DIRECTIONS: Copy the material below exactly, but only from the line with "Task: locate the white dipping" onward, the final line included.

EXERCISE MATERIAL:

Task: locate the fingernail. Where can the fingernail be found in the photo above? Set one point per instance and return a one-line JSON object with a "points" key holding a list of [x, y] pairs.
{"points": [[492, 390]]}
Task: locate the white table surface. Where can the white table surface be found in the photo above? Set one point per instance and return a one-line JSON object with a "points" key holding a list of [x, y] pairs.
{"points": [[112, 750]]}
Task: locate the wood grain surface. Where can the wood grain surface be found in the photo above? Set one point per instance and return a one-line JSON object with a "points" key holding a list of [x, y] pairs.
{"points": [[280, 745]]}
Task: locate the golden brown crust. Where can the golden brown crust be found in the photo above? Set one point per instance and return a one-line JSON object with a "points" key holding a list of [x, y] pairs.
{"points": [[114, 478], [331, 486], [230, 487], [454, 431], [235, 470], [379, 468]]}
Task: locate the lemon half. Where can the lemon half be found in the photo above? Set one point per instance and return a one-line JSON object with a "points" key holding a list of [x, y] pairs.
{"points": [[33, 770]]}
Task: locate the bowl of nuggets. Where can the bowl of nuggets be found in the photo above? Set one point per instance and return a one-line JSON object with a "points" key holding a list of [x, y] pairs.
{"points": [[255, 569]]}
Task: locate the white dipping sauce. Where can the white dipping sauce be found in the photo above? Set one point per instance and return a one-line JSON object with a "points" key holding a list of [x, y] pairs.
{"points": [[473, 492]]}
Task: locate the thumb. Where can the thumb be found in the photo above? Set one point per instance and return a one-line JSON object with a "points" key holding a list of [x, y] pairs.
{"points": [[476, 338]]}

SOLUTION TO THE EXERCISE:
Task: locate the white dipping sauce. Where can the white dipping sauce be found in the photo above? Set one point per instance and return a one-line JSON object with a "points" key holding a list of [x, y] pairs.
{"points": [[473, 492]]}
Task: locate the thumb. Where can the thumb be found in the photo above? Set one point per instance and return a one-line JSON object with a "points" key holding a list of [x, y] pairs.
{"points": [[476, 338]]}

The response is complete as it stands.